* [THE EXERCISE]:
Please pick up the forum thread on fitting a straight line to a set of 2D points and continue it from its last sentence.

** START GIVEN TEXT **

-2

Given an array with [x, y] points, e.g.:

p0 = np.random.rand(21, 2)
p1 = np.array([[0, 0], [0, 1], [0, 2], [0, 3]])

I would like to get a straight line [segment] approximation of these points. Least squares method is acceptable, other error functions may be fine too. Note that the set of points in general is not a function, i.e. as shown above in p1, there are multiple y values associated with x = 0.


There is no slope, intercept solution for a vertical set of points, e.g. p1, therefore np.polyfit, scipy.stats.linregress are not solutions I'm looking for. Think geometry, not statistics.

Paul Jurczak
  • 7,008
  • 3
  • 47
  • 72
  • 2
    What would be a least-squares solution to this? Least squares produces a line, `y=f(x)`. What value would you hope to estimate for x=7? – Tim Roberts Feb 12 '22 at 05:09
  • @TimRoberts For `p1` the solution is `x=0`, i.e. for canonical line equation *ax+by+c=0*, *a=1, b=0, c=0* – Paul Jurczak Feb 12 '22 at 05:36
  • You can use [`scipy.stats.linregress`](https://docs.scipy.org/doc/scipy/reference/generated/scipy.stats.linregress.html#scipy.stats.linregress) among other similar methods – Cory Kramer Feb 12 '22 at 21:01
  • @CoryKramer No, I can't. Slope/intercept solutions can't handle vertical lines. – Paul Jurczak Feb 12 '22 at 22:21

1 Answers1

0

Maybe I'm missing something, but since you're already using Numpy, why not just use its polyfit function?

** END GIVEN TEXT **
** START INFORMATION SUPPLIED **

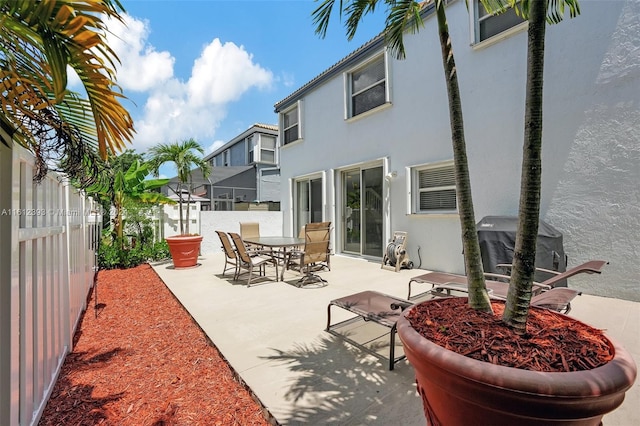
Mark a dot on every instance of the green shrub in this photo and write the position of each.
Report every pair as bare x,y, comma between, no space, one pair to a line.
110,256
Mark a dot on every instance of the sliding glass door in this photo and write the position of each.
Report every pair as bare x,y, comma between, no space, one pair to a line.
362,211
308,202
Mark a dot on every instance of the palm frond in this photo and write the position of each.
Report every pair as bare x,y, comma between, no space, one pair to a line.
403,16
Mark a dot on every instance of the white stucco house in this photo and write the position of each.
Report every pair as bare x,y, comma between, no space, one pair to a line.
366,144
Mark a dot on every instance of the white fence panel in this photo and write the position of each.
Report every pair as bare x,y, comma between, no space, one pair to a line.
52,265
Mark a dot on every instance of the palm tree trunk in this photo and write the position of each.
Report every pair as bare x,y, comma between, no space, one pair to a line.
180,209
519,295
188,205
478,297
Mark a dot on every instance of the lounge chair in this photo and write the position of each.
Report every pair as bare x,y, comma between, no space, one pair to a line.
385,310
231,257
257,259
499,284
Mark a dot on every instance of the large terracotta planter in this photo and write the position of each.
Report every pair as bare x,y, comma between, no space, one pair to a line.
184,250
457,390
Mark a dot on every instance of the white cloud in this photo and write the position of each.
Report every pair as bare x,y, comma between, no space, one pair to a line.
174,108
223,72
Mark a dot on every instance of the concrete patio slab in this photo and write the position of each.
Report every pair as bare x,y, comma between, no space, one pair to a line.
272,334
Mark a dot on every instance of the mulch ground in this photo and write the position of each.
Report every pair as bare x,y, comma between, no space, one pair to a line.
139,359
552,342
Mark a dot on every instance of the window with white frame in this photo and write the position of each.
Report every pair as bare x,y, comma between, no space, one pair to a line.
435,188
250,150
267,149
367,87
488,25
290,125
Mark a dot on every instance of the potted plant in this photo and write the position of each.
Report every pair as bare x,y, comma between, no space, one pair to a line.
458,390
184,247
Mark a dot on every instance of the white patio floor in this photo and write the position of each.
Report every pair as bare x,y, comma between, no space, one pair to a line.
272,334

** END INFORMATION SUPPLIED **
** START INFORMATION SUPPLIED **

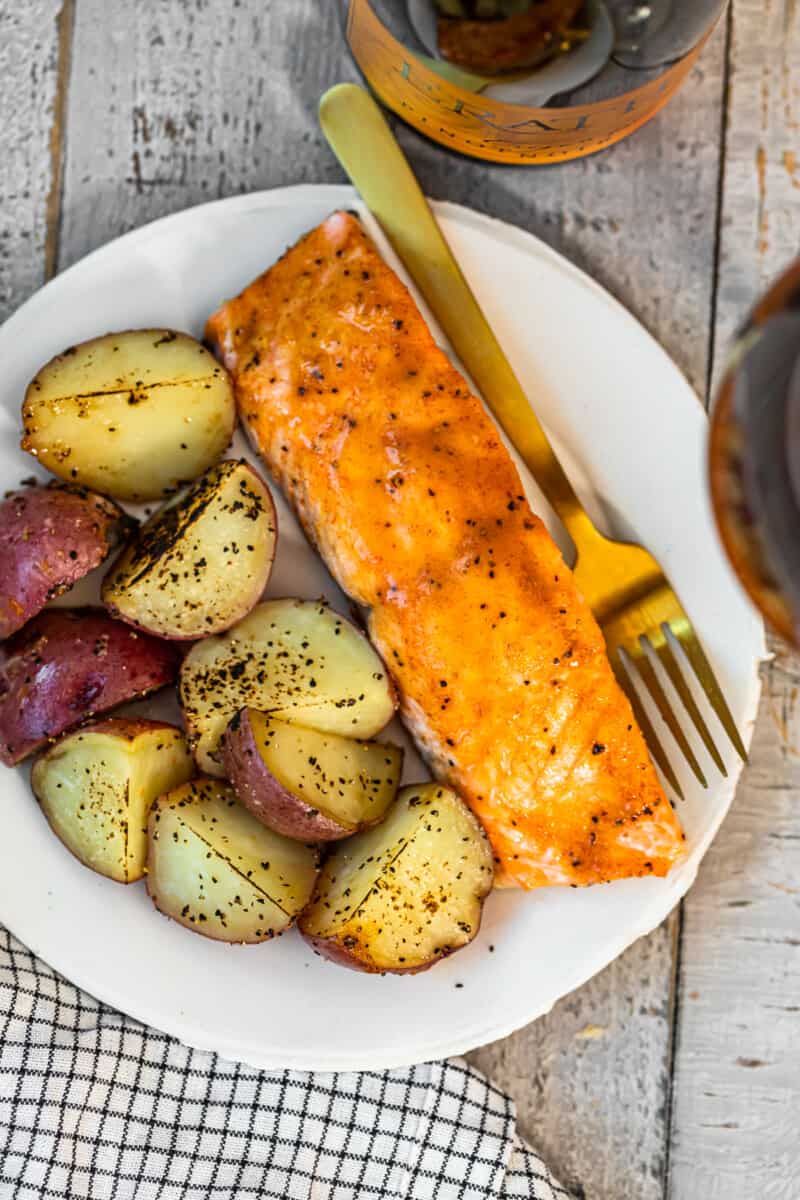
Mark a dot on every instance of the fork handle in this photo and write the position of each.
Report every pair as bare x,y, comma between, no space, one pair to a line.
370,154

** END INFORMATION SUPPLIED **

* [RESPONSE TO THE EXERCISE]:
def fit_line(points):
    r = np.polyfit([p[0] for p in points], [p[1] for p in points], 1)
    print(f"y = {r[0]:.2f}x + {r[1]:.2f}")

fit_line(np.random.rand(21, 2))
# fit_line(np.array([[0, 0], [0, 1], [0, 2], [0, 3]]))
fit_line(np.array([[0, 3], [1, 4], [2, 5], [3, 6]]))

Result:

y = 0.20x + 0.51  (different each run)
y = 1.00x + 3.00

As you note, the second example is a degenerate case with no slope-intercept form and so polyfit throws an exception. You could catch the exception to deal with that case. Unfortunately, the library also outputs a bunch of crap to stdout in the degenerate case, making catching the exception less than ideal by itself. For this reason, I chose to not demonstrate catching the exception but instead just commented out that case.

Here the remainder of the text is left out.